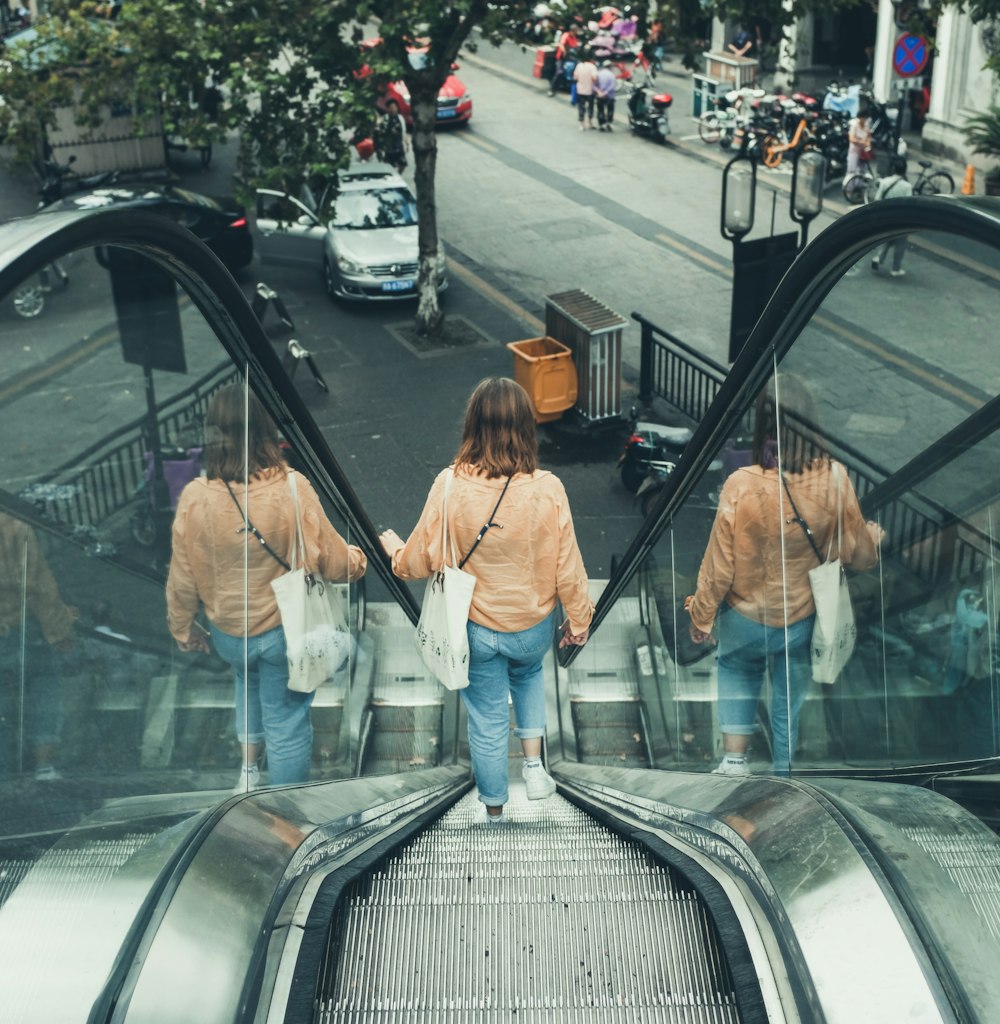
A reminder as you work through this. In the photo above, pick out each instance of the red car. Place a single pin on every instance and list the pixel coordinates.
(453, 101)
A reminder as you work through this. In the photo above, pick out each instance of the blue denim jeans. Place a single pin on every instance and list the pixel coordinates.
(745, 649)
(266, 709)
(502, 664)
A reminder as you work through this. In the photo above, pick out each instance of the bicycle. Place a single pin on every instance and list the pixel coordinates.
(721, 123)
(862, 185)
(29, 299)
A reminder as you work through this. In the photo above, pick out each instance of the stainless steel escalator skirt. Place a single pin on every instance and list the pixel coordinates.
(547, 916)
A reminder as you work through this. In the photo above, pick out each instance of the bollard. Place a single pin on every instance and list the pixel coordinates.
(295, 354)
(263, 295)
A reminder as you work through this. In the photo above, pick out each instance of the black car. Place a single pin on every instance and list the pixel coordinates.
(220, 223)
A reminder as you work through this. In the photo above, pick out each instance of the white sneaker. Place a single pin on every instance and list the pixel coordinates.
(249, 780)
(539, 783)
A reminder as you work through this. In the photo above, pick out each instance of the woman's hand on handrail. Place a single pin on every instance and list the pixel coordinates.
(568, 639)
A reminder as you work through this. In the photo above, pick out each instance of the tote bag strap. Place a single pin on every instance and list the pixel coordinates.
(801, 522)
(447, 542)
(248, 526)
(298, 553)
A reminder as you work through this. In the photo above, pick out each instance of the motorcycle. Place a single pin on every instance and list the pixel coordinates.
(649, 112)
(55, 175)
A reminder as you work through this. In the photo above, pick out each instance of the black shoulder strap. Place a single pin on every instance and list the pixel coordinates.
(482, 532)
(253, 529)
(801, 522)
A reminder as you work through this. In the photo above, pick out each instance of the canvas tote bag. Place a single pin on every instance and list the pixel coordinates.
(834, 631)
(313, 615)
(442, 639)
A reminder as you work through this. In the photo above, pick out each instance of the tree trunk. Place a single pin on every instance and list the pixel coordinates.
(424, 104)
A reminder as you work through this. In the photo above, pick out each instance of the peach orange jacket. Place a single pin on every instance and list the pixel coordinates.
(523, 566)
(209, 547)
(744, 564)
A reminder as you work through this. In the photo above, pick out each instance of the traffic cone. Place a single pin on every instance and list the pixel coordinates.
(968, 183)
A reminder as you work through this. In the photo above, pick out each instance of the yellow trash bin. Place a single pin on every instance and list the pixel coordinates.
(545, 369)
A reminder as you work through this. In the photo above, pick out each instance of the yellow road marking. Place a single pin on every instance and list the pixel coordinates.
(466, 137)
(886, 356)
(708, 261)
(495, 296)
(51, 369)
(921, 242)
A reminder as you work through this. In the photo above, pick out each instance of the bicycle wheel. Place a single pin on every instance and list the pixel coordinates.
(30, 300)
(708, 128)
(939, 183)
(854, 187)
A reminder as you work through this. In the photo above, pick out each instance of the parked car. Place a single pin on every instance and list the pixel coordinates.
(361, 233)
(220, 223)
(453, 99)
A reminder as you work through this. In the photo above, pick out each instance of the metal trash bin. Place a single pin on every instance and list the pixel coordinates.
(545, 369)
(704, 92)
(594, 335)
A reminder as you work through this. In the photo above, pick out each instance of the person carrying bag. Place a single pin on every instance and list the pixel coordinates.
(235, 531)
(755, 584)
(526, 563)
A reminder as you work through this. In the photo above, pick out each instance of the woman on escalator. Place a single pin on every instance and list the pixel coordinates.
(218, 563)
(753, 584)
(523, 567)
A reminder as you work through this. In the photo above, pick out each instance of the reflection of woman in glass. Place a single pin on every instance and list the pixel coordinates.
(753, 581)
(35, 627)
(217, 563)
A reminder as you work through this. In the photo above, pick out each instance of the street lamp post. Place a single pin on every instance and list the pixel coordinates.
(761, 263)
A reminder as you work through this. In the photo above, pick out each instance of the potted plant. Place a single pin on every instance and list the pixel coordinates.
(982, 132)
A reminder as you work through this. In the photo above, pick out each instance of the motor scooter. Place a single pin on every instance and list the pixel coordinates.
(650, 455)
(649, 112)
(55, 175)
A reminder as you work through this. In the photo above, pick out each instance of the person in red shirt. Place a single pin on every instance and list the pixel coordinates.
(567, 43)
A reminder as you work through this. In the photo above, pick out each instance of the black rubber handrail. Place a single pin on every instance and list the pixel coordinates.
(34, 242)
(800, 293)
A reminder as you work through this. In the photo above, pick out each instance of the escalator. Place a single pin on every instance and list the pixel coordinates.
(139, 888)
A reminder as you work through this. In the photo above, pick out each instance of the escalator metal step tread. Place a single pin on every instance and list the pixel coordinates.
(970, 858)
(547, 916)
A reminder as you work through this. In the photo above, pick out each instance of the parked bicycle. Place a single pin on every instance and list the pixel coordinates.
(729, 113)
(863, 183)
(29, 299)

---

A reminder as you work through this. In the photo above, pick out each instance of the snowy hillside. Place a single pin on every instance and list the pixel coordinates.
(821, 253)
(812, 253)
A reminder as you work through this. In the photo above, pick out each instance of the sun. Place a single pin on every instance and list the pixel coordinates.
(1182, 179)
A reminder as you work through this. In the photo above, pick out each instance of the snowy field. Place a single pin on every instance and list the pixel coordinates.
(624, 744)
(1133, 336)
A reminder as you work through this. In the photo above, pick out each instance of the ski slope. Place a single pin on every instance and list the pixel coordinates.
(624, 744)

---

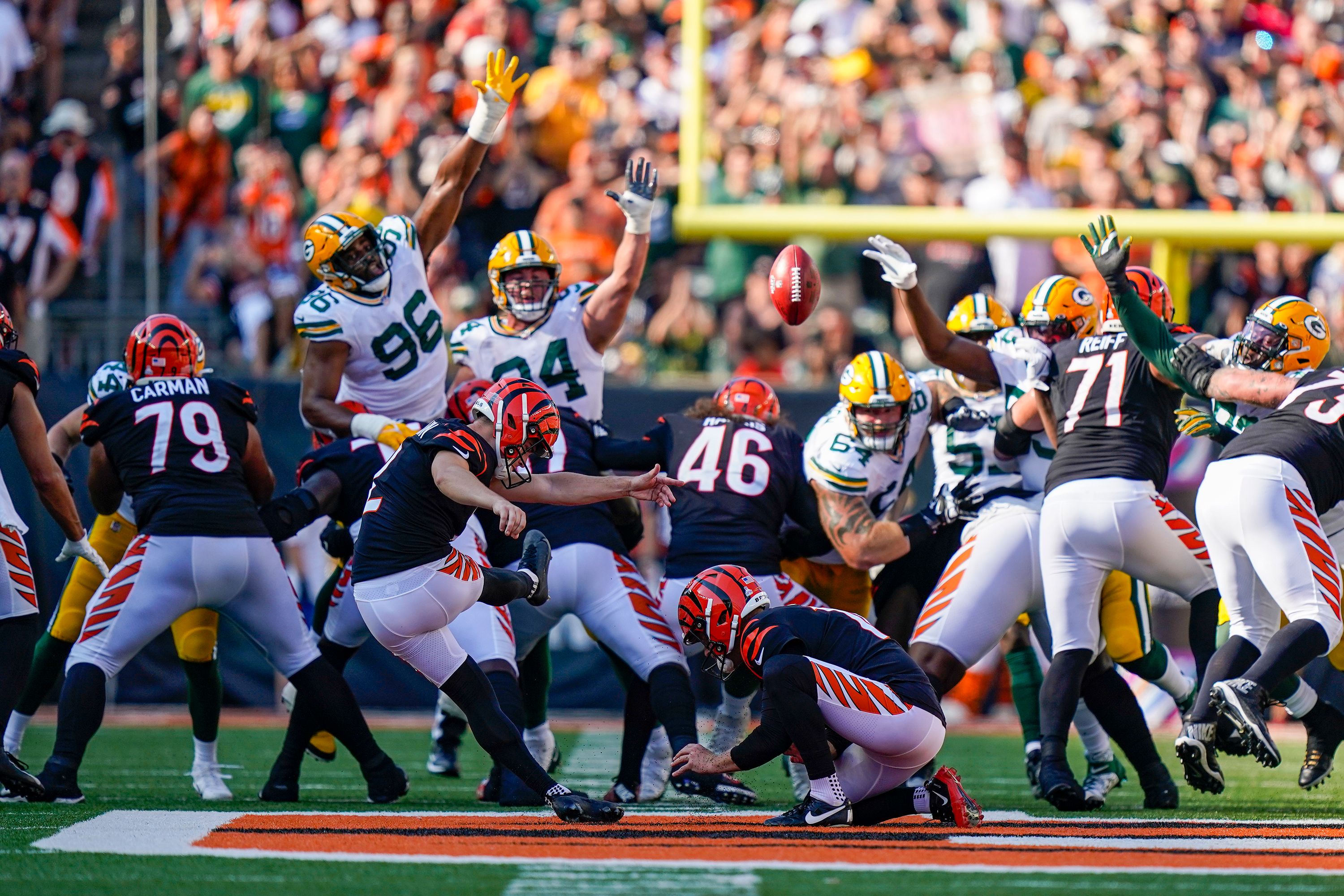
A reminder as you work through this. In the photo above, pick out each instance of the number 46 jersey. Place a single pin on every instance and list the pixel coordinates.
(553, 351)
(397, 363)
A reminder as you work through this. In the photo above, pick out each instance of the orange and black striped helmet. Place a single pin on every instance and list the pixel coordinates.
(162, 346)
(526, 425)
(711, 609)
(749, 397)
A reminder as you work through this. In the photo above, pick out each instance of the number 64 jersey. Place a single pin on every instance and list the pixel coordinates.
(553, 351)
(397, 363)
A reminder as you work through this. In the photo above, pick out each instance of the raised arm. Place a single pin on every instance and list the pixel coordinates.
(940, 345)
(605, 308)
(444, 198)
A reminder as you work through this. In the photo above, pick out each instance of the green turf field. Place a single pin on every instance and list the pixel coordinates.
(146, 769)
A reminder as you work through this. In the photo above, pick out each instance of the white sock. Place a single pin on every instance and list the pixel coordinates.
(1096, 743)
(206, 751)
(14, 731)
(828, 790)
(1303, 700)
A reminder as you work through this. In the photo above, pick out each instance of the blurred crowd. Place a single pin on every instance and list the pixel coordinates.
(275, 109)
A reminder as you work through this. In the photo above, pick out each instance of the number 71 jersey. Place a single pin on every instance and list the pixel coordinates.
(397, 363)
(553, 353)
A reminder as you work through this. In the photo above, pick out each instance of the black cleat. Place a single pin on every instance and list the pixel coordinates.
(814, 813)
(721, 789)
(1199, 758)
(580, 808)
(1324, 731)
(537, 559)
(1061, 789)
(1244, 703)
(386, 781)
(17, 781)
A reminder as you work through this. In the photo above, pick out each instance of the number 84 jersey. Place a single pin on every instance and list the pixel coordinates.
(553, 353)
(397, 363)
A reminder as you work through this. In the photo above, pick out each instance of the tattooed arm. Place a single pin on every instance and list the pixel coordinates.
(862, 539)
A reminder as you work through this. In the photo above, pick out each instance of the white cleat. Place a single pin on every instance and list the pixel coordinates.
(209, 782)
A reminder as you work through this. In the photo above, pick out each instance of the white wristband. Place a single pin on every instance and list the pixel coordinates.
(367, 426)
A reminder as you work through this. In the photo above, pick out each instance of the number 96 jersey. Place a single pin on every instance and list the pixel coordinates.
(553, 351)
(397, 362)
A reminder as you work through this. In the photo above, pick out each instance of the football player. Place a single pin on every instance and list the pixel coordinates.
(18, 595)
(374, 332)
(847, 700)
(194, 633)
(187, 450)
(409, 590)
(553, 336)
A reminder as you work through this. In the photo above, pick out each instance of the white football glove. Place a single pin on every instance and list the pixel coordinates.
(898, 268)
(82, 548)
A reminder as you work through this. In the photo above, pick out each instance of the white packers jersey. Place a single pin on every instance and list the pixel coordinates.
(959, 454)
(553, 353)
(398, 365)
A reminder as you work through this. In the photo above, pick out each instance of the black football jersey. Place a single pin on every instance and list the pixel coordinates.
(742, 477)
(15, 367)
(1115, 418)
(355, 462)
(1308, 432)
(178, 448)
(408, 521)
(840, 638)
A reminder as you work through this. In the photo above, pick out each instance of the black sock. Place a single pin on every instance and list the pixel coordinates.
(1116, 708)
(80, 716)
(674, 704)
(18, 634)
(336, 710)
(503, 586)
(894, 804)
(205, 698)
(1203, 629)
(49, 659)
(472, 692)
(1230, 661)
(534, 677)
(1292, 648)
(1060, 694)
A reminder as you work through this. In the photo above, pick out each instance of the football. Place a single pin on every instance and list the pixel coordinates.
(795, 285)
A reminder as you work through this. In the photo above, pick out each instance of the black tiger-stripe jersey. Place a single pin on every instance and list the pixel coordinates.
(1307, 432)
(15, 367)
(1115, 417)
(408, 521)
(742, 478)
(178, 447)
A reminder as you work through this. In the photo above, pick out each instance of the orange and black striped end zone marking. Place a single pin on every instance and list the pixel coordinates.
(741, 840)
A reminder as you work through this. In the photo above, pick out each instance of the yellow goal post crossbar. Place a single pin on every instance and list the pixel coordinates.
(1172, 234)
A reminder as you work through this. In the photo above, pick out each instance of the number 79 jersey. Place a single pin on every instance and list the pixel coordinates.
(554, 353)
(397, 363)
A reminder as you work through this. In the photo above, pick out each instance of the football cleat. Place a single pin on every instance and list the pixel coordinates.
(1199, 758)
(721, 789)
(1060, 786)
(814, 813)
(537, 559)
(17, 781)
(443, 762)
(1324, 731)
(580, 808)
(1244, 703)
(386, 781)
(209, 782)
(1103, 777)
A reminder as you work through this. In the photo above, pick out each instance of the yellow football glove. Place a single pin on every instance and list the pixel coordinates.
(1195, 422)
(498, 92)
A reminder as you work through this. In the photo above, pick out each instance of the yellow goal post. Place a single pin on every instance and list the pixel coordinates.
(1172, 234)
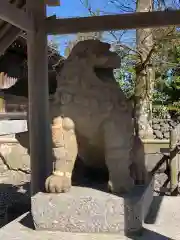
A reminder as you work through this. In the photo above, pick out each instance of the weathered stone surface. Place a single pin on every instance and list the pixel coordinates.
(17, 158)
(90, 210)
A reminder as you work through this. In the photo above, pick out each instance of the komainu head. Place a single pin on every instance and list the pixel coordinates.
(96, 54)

-- Exercise --
Collect every line of the material above that contains the word "cleat", and copy each one in full.

-- Exercise result --
A reminder as you work through this. In the photo above, pick out each instance of the black cleat. Place a single pin on every instance and list the pixel coordinates.
A reminder as you work through this. In the photo above, pick out each instance of the white cleat. Place a single pin on every instance and list the pixel coordinates.
A reminder as you work through this. In the photo above, pick out each instance of the football cleat. Place a single pin on every instance and list the pixel coordinates.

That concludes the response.